[Document excerpt — start]

This is for a new feature on http://cssfingerprint.com (see /about for general info).
The feature looks up the sites you've visited in a database of site demographics, and tries to guess what your demographic stats are based on that.
All my demgraphics are in 0..1 probability format, not ratios or absolute numbers or the like.
Essentially, you have a large number of data points that each tend you towards their own demographics. However, just taking the average is poor, because it means that by adding in a lot of generic data, the number goes down.
For example, suppose you've visited sites S0..S50. All except S0 are 48% female; S0 is 100% male. If I'm guessing your gender, I want to have a value close to 100%, not just the 49% that a straight average would give.
Also, consider that most demographics (i.e. everything other than gender) does not have the average at 50%. For example, the average probability of having kids 0-17 is ~37%. The more a given site's demographics are different from this average (e.g. maybe it's a site for parents, or for child-free people), the more it should count in my guess of your status.
What's the best way to calculate this?

[Document excerpt — finish]

» Instructions for the task: Copy out the forum question on guessing a visitor's demographics from the sites they've visited, word for word. The material after this text has nothing to do with it.

[Dataset records — start]

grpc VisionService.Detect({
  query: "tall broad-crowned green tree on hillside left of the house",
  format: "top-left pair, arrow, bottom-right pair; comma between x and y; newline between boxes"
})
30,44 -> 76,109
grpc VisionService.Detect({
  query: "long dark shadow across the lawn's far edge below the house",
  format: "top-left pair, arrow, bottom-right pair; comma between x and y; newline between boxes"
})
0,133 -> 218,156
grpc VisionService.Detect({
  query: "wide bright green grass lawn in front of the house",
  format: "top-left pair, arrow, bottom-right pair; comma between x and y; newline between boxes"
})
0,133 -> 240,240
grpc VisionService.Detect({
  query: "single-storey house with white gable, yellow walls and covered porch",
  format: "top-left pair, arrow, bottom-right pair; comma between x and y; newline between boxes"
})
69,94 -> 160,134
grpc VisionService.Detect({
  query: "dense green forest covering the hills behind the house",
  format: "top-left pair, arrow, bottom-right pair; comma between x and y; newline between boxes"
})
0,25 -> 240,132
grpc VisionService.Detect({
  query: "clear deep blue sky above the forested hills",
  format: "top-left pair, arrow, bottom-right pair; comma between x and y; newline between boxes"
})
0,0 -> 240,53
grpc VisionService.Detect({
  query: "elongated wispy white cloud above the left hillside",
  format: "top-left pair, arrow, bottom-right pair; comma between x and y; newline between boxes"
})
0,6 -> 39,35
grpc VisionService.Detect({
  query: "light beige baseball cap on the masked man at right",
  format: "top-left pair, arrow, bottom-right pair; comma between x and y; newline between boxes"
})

[Dataset records — finish]
[Dataset records — start]

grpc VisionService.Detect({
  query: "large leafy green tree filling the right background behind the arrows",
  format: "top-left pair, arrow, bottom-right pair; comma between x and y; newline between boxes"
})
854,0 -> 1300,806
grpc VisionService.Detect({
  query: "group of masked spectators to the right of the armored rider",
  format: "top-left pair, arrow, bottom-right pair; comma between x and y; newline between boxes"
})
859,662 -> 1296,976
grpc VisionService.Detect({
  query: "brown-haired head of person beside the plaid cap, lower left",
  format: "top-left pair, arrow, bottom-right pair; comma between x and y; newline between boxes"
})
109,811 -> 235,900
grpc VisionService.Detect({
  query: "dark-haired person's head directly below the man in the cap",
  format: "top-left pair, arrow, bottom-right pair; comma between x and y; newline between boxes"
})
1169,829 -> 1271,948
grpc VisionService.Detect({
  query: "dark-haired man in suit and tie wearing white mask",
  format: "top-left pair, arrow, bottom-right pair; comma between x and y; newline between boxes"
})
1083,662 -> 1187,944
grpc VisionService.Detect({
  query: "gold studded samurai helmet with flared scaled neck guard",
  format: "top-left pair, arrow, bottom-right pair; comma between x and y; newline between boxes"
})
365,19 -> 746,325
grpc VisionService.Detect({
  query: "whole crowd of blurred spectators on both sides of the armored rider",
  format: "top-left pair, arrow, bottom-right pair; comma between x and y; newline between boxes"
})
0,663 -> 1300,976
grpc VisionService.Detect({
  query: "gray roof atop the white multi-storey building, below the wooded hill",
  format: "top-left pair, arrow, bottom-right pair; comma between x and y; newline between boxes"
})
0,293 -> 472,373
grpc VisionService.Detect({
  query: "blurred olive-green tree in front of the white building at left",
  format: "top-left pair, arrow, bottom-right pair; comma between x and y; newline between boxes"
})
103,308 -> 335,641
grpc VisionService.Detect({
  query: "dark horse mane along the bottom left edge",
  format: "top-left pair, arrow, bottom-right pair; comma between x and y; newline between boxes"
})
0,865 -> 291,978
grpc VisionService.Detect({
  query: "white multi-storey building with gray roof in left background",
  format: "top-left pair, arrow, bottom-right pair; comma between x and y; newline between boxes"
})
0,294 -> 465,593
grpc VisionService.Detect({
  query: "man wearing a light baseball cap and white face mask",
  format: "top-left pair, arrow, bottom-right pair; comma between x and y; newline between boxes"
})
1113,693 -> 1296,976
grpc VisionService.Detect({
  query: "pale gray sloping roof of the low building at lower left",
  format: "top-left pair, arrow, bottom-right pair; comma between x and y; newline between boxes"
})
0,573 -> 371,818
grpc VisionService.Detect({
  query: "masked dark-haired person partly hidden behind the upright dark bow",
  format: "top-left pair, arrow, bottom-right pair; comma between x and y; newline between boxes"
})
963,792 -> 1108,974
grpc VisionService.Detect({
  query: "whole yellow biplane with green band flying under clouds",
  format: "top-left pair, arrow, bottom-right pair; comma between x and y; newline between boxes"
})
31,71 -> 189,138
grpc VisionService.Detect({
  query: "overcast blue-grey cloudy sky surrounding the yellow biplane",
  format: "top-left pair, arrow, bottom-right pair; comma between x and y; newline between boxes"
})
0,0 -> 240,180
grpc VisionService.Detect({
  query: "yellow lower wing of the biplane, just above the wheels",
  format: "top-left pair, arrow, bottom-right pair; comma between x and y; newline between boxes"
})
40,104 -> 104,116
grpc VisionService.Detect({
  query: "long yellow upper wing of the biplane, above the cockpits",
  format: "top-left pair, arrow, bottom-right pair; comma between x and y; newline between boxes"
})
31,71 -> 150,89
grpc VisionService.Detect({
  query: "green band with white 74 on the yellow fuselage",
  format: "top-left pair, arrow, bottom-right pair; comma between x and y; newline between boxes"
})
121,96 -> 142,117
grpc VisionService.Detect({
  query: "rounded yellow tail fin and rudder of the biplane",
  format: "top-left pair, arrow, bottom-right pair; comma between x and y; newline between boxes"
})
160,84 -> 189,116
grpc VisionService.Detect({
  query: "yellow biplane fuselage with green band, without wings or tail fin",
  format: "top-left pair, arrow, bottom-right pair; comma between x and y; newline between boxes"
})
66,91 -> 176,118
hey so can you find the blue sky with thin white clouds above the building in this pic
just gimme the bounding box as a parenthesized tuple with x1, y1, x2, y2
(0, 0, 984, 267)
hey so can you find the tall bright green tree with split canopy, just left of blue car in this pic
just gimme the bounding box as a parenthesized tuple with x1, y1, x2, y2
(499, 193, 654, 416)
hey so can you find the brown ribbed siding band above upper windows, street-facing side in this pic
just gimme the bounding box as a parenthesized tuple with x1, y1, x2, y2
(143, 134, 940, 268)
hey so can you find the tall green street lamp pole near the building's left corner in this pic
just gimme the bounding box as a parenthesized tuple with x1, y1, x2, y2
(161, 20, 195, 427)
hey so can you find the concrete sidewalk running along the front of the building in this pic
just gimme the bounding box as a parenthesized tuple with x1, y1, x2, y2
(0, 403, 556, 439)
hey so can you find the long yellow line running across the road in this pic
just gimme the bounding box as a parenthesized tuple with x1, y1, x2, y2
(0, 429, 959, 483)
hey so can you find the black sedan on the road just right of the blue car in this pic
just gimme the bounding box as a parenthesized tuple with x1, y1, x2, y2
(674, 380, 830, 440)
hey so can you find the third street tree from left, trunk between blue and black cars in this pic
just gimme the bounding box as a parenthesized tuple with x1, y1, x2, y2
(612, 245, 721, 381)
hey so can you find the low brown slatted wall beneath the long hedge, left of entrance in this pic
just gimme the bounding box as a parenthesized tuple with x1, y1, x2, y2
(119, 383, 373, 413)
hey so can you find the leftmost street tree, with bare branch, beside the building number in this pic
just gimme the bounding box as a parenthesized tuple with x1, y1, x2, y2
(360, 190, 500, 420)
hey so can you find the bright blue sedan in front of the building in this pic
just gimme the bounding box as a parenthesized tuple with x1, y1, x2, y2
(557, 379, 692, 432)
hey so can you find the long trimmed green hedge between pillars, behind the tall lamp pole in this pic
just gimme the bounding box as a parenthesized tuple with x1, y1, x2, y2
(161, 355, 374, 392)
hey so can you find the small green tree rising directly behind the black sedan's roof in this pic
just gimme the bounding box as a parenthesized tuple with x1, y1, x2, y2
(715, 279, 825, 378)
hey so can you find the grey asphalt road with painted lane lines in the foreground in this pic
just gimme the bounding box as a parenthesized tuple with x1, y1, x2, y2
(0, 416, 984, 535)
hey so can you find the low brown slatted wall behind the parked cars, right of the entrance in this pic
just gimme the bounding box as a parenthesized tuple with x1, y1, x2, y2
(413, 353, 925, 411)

[Dataset records — finish]
[Dataset records — start]

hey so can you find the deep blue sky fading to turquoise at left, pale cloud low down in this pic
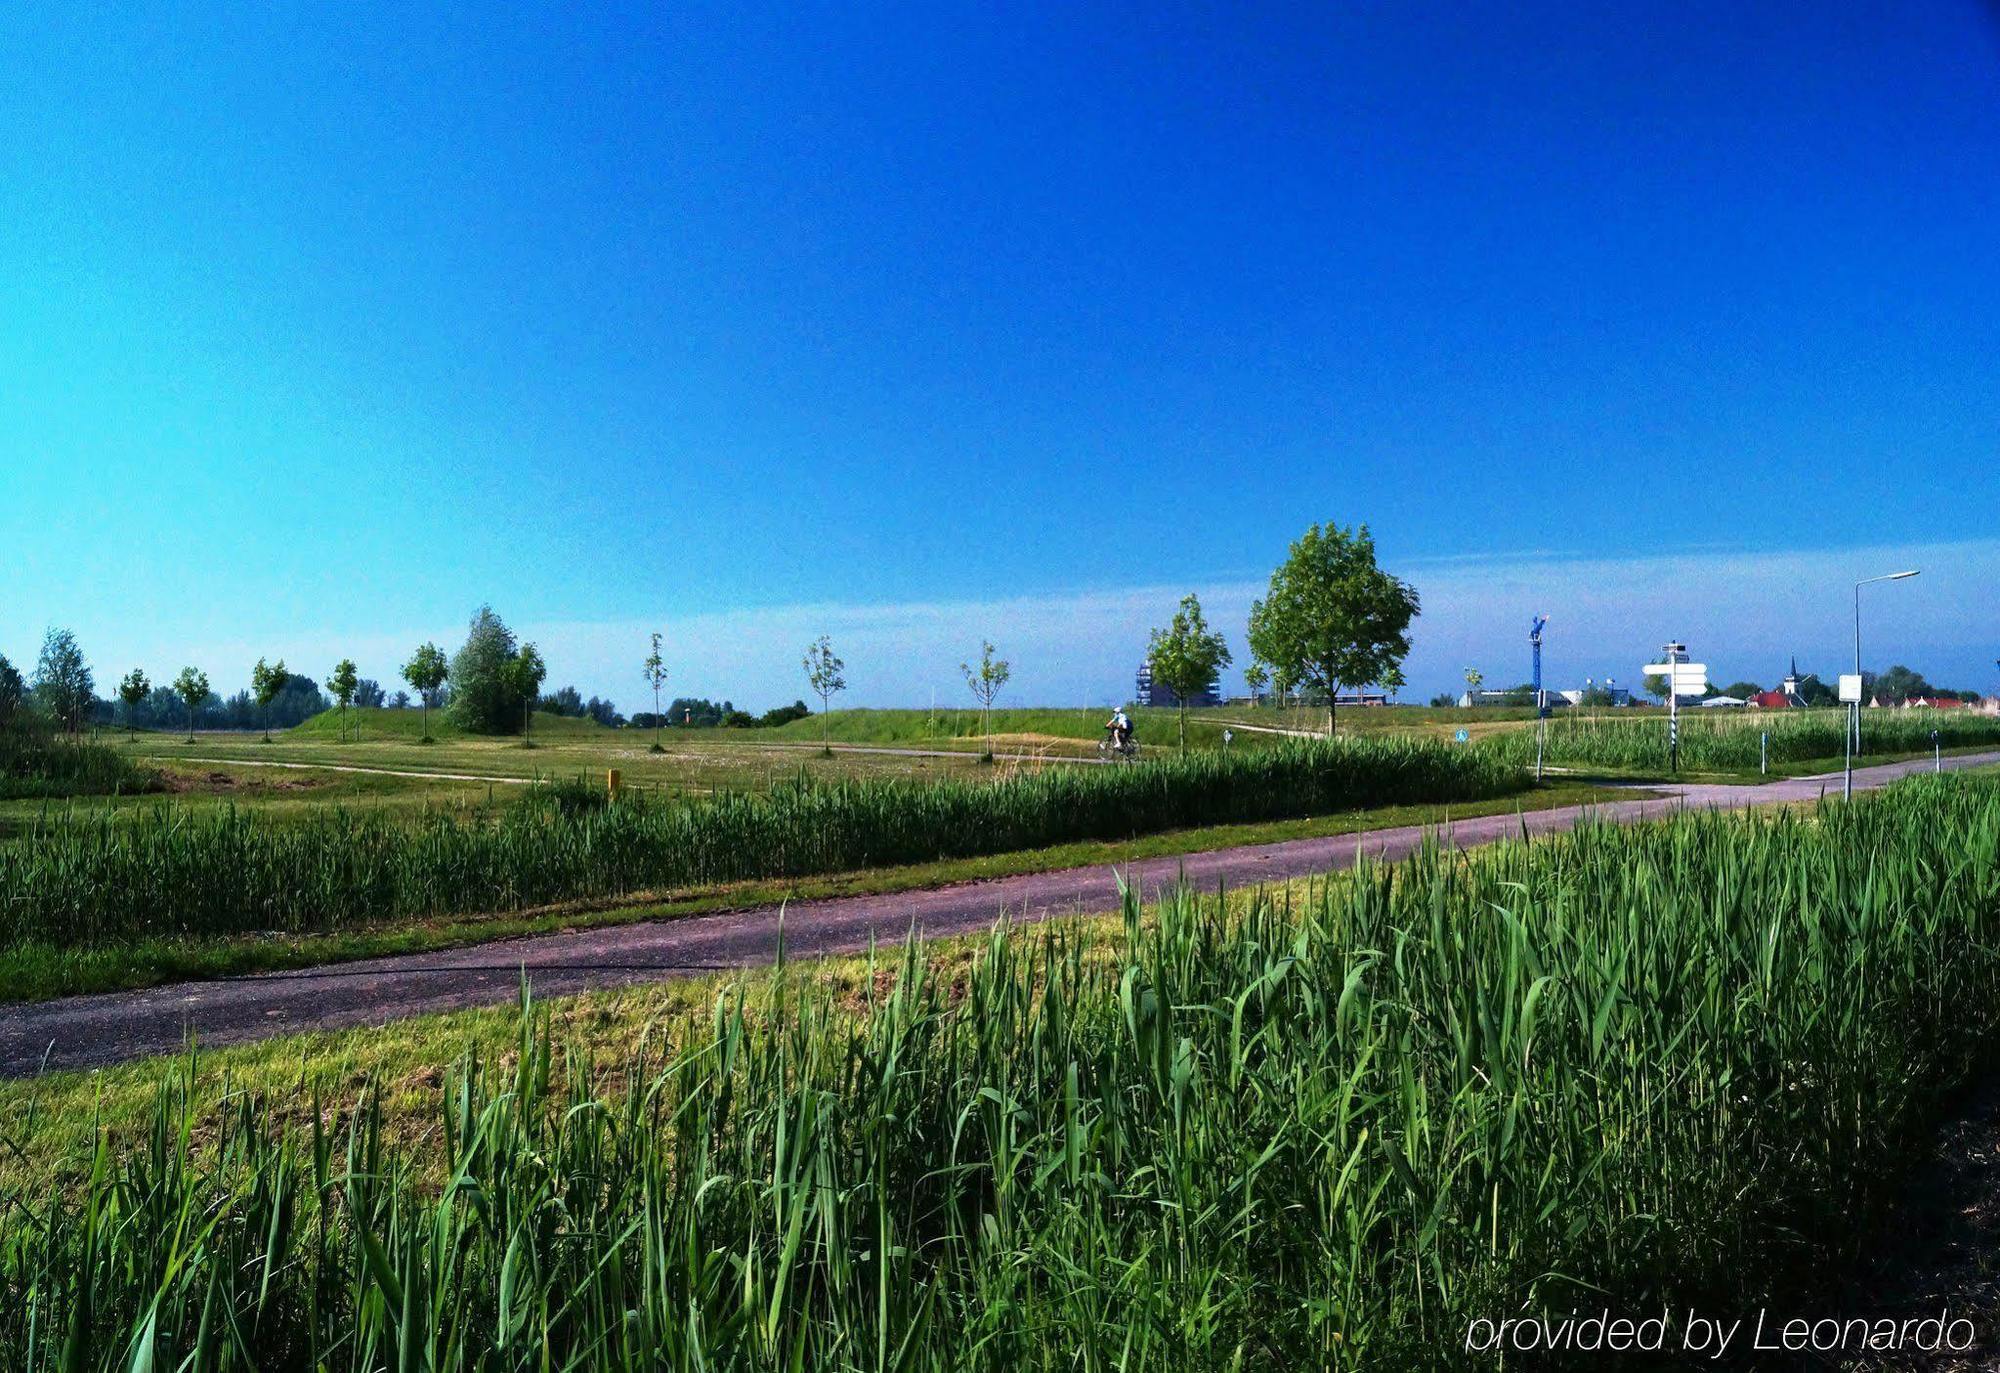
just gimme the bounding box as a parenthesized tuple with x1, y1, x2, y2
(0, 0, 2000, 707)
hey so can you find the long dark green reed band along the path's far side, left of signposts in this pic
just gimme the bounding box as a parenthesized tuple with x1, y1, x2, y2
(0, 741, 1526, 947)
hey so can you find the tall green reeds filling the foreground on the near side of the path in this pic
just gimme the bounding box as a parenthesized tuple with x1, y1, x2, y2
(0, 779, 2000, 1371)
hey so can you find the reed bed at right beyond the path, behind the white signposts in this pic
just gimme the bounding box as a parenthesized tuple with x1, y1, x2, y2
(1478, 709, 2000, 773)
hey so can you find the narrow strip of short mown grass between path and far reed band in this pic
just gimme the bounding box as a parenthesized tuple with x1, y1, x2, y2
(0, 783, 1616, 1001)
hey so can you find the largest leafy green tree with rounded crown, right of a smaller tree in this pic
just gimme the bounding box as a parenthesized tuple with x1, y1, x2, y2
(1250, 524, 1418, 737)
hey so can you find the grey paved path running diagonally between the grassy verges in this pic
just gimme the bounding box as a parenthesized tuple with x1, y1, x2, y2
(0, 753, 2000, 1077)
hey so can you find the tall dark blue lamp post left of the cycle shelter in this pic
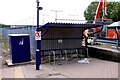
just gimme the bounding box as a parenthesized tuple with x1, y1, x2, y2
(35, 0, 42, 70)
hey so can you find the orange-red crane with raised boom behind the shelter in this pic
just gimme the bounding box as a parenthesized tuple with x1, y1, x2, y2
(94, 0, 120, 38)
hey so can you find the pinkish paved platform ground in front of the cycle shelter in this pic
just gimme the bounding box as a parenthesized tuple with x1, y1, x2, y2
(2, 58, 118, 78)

[Dataset records — finish]

» Response to the task:
This is for a new feature on http://cssfingerprint.com (see /about for general info).
The feature looks up the sites you've visited in a database of site demographics, and tries to guess what your demographic stats are based on that.
All my demgraphics are in 0..1 probability format, not ratios or absolute numbers or the like.
Essentially, you have a large number of data points that each tend you towards their own demographics. However, just taking the average is poor, because it means that by adding in a lot of generic data, the number goes down.
For example, suppose you've visited sites S0..S50. All except S0 are 48% female; S0 is 100% male. If I'm guessing your gender, I want to have a value close to 100%, not just the 49% that a straight average would give.
Also, consider that most demographics (i.e. everything other than gender) does not have the average at 50%. For example, the average probability of having kids 0-17 is ~37%. The more a given site's demographics are different from this average (e.g. maybe it's a site for parents, or for child-free people), the more it should count in my guess of your status.
What's the best way to calculate this?